DATA LISTING —
= Beginning of Section =

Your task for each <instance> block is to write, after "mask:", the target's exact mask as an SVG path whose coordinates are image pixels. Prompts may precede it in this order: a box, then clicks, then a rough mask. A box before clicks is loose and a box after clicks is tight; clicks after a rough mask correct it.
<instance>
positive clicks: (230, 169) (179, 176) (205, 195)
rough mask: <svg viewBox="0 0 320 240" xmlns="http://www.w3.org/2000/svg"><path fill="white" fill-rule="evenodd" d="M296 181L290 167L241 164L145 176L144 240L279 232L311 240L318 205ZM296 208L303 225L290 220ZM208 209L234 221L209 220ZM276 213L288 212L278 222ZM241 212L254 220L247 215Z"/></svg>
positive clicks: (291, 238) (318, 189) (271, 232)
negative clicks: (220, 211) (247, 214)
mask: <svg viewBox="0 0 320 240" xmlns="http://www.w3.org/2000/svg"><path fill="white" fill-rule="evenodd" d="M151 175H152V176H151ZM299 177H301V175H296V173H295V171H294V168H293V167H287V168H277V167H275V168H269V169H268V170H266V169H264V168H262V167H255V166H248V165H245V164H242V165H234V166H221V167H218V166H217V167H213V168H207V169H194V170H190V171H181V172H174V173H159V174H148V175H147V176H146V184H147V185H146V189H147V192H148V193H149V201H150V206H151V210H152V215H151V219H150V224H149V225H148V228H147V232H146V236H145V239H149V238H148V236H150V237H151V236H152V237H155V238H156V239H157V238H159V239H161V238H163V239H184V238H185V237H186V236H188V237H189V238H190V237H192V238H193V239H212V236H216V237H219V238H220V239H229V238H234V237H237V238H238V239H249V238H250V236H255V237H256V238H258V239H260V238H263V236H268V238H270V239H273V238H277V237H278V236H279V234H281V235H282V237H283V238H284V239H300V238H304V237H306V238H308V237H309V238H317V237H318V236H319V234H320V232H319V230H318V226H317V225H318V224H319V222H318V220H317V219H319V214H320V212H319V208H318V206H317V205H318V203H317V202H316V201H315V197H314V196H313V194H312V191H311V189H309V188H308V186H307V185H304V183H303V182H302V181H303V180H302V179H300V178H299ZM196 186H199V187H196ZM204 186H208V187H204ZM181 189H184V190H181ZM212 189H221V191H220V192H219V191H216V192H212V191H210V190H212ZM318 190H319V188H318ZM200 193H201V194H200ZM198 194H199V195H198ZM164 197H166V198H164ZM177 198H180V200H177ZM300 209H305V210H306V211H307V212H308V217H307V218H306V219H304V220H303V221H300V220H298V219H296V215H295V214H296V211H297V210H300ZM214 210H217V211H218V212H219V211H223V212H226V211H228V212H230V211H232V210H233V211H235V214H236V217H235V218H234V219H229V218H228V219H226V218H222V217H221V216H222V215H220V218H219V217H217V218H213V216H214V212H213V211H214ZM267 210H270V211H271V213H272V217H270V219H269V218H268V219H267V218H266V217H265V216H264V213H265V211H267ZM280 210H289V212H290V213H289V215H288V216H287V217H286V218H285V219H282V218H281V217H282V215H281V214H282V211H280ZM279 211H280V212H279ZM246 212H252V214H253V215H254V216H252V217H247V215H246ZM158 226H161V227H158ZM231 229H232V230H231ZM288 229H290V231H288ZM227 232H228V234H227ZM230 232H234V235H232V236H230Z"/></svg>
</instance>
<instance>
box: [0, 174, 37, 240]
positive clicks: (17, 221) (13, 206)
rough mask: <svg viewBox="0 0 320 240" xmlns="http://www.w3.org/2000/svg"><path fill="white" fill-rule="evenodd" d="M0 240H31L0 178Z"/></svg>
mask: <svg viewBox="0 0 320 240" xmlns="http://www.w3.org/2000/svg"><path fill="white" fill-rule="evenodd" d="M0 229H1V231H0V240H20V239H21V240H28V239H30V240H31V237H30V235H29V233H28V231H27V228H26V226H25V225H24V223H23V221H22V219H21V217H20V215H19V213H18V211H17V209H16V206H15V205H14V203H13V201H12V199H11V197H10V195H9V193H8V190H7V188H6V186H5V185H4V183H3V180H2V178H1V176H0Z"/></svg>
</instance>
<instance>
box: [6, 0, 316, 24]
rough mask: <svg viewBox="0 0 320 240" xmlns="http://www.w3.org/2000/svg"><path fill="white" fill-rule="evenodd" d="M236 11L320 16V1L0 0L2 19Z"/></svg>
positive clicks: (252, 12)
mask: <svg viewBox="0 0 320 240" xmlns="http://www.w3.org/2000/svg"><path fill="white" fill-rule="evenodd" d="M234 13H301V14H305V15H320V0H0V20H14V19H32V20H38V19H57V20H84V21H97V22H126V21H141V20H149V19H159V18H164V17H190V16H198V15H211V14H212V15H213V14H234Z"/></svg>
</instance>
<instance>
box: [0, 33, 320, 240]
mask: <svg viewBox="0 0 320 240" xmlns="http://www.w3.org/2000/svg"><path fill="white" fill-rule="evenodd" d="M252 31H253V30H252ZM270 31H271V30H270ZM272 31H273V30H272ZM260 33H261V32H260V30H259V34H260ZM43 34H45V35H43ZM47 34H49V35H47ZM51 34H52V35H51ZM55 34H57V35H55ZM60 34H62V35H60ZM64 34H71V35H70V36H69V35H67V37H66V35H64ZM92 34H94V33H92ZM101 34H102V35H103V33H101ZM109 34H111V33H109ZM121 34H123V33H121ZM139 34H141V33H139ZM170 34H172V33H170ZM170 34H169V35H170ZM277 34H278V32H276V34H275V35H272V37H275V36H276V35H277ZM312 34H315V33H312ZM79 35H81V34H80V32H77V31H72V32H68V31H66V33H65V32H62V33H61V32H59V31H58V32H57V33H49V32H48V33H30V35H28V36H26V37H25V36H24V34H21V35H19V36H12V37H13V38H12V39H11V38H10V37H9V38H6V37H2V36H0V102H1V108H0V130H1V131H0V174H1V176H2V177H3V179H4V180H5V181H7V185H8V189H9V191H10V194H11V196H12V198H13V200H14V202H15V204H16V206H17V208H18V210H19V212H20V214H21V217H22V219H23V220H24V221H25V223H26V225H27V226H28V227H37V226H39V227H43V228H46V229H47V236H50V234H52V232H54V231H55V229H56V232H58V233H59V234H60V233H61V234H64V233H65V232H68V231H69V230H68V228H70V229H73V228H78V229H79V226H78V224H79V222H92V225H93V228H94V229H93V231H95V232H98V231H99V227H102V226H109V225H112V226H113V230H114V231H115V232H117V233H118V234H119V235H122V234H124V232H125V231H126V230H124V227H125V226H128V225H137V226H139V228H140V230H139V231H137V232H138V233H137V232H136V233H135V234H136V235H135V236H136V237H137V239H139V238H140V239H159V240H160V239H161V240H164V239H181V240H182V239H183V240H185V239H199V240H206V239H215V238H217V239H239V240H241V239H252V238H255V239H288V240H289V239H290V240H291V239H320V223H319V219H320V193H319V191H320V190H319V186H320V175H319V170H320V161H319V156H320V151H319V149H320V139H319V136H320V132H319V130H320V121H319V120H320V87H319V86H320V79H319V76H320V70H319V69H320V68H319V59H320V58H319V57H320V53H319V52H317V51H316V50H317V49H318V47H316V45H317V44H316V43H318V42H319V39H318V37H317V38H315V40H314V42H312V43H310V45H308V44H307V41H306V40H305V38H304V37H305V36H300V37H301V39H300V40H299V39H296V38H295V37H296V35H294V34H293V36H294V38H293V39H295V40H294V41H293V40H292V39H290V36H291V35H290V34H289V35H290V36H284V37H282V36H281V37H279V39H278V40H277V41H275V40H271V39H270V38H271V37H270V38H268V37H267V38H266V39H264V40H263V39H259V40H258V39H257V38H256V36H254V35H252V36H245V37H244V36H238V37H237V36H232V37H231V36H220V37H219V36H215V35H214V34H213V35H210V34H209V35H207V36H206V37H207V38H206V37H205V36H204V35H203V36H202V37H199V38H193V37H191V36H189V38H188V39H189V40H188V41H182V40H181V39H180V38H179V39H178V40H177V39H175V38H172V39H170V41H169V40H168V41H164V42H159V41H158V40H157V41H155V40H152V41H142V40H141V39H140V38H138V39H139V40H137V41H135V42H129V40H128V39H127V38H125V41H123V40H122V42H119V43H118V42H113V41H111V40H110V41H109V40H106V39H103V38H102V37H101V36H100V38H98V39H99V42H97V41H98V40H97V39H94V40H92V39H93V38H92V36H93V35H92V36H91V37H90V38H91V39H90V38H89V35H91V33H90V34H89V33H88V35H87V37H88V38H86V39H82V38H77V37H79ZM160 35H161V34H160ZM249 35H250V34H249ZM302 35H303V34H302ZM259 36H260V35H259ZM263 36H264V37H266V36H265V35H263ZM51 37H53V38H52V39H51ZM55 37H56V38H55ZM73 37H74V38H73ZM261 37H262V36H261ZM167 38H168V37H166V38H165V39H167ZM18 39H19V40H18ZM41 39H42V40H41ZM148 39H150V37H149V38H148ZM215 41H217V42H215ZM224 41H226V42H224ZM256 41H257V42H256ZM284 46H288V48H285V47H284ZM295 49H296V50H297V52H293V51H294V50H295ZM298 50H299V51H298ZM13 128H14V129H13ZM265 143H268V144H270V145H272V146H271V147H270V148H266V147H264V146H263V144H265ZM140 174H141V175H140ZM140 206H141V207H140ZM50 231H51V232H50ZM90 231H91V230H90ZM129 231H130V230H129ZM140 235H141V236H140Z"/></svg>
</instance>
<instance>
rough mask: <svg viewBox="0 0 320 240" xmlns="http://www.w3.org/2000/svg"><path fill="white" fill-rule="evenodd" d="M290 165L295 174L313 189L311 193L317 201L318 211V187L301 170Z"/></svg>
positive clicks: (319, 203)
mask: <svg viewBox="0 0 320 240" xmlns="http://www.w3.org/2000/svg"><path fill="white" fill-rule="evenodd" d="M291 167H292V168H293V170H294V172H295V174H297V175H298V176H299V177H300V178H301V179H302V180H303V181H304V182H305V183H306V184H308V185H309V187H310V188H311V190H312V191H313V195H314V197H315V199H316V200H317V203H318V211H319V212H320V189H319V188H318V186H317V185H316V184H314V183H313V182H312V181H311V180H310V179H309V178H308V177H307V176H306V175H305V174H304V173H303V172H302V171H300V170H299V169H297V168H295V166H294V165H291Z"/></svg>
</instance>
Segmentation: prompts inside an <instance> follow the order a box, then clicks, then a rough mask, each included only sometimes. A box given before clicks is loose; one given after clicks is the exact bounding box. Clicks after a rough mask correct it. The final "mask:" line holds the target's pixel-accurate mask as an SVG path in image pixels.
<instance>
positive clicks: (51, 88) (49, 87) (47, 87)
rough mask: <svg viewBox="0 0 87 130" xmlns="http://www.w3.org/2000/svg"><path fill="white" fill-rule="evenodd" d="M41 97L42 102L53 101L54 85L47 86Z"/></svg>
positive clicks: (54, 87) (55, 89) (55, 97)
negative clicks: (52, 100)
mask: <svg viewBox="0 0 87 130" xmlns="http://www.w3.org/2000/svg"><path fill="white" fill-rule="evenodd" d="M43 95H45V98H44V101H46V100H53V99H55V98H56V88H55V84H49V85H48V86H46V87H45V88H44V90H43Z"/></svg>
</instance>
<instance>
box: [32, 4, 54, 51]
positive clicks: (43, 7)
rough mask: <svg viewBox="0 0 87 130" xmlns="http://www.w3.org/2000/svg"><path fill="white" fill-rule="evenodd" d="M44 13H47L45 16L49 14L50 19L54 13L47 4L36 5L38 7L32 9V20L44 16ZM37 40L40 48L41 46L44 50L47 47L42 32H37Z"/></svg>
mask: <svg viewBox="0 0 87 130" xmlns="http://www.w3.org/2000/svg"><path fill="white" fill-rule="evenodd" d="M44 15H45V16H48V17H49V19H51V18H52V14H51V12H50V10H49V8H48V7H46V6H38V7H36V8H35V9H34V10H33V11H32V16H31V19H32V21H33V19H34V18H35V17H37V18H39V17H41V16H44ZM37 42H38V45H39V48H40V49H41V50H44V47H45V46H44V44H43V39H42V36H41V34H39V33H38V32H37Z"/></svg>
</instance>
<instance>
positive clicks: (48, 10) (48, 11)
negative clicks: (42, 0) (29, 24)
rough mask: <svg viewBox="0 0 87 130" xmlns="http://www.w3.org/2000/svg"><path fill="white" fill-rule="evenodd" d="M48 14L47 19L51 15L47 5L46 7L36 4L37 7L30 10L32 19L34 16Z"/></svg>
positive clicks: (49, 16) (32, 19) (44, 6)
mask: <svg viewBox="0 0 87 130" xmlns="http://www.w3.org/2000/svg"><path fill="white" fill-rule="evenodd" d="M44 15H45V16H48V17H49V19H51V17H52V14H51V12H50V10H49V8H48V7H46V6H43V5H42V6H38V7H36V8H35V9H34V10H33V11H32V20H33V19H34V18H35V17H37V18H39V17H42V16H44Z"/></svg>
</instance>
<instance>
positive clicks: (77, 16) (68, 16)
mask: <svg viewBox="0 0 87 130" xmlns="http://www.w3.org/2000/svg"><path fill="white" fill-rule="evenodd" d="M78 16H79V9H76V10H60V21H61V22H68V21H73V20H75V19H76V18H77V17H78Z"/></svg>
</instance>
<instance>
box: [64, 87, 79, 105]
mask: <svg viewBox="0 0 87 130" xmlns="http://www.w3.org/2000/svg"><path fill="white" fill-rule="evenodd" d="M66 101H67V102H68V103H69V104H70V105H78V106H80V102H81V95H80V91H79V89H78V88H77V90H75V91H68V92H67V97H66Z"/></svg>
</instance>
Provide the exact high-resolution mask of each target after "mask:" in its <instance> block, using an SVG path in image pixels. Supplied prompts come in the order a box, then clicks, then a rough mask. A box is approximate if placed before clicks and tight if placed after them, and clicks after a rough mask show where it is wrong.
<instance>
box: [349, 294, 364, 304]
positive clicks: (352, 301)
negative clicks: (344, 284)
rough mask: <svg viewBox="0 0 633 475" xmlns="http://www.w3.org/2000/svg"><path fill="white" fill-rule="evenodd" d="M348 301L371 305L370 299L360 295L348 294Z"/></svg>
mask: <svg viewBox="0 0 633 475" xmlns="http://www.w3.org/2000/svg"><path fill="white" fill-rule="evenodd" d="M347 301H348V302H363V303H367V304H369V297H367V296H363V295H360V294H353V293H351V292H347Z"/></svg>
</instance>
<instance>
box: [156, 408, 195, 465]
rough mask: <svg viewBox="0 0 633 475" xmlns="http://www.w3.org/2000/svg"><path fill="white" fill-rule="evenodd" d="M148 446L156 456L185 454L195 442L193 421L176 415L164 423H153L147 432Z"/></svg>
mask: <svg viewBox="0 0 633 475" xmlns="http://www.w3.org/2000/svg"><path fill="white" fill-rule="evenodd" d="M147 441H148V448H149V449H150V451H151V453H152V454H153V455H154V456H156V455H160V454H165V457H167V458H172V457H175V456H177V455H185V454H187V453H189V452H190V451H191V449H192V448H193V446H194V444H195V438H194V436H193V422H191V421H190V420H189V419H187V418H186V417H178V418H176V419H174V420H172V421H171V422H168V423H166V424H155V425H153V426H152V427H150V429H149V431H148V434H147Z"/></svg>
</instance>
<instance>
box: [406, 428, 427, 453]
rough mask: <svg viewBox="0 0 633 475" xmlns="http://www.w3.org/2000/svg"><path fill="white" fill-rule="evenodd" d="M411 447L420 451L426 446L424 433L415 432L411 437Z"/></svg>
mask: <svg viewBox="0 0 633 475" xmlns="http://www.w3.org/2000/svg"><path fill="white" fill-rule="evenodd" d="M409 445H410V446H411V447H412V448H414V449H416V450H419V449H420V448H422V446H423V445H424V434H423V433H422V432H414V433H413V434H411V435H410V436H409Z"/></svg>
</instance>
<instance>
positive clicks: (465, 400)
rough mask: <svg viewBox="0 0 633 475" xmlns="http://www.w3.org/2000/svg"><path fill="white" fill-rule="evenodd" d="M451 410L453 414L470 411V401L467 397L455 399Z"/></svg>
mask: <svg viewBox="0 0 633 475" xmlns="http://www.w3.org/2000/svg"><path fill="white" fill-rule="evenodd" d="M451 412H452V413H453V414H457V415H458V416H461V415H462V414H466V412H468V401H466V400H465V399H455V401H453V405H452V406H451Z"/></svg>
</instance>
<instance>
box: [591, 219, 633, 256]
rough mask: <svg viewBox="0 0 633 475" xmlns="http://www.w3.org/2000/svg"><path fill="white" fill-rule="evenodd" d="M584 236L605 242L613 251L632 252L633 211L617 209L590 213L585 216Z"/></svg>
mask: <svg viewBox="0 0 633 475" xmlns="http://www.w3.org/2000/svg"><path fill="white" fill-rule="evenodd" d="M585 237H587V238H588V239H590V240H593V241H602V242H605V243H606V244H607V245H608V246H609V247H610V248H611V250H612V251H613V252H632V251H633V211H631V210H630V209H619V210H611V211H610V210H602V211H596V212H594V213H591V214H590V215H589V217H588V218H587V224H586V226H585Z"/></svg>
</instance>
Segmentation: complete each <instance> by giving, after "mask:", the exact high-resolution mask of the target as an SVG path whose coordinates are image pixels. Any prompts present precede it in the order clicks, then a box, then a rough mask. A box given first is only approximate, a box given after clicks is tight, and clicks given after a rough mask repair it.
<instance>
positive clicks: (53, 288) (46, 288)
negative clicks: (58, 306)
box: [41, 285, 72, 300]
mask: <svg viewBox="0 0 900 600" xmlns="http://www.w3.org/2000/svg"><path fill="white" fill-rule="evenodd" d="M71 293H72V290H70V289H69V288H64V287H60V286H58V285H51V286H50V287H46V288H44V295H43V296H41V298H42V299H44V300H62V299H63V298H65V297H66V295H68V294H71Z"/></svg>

= End of Section =

Among the records above, extract exactly the lines from the line with "negative clicks: (344, 284)" to the line with "positive clicks: (465, 400)", both lines included, and leave out the rest.

SOLUTION —
negative clicks: (344, 284)
rough mask: <svg viewBox="0 0 633 475" xmlns="http://www.w3.org/2000/svg"><path fill="white" fill-rule="evenodd" d="M348 301L371 305L370 299L360 295L348 294Z"/></svg>
mask: <svg viewBox="0 0 633 475" xmlns="http://www.w3.org/2000/svg"><path fill="white" fill-rule="evenodd" d="M347 301H348V302H363V303H367V304H369V297H367V296H363V295H360V294H353V293H351V292H347Z"/></svg>
</instance>
<instance>
box: [156, 408, 195, 465]
rough mask: <svg viewBox="0 0 633 475" xmlns="http://www.w3.org/2000/svg"><path fill="white" fill-rule="evenodd" d="M148 446L156 456L185 454L195 442L193 421L176 415L164 423H153L147 432Z"/></svg>
mask: <svg viewBox="0 0 633 475" xmlns="http://www.w3.org/2000/svg"><path fill="white" fill-rule="evenodd" d="M147 441H148V448H149V449H150V451H151V453H152V454H153V455H154V456H156V455H160V454H165V457H167V458H172V457H175V456H177V455H185V454H187V453H189V452H190V451H191V449H192V448H193V446H194V444H195V438H194V436H193V422H191V421H190V420H189V419H187V418H186V417H178V418H176V419H174V420H172V421H171V422H168V423H166V424H155V425H153V426H152V427H150V429H149V431H148V434H147Z"/></svg>
</instance>
<instance>
box: [406, 428, 427, 453]
rough mask: <svg viewBox="0 0 633 475" xmlns="http://www.w3.org/2000/svg"><path fill="white" fill-rule="evenodd" d="M411 447L420 451L426 446L424 433L415 432L411 437Z"/></svg>
mask: <svg viewBox="0 0 633 475" xmlns="http://www.w3.org/2000/svg"><path fill="white" fill-rule="evenodd" d="M409 445H410V446H411V447H412V448H414V449H416V450H419V449H420V448H422V446H423V445H424V434H423V433H422V432H414V433H413V434H411V435H410V436H409Z"/></svg>
</instance>
<instance>
positive clicks: (465, 400)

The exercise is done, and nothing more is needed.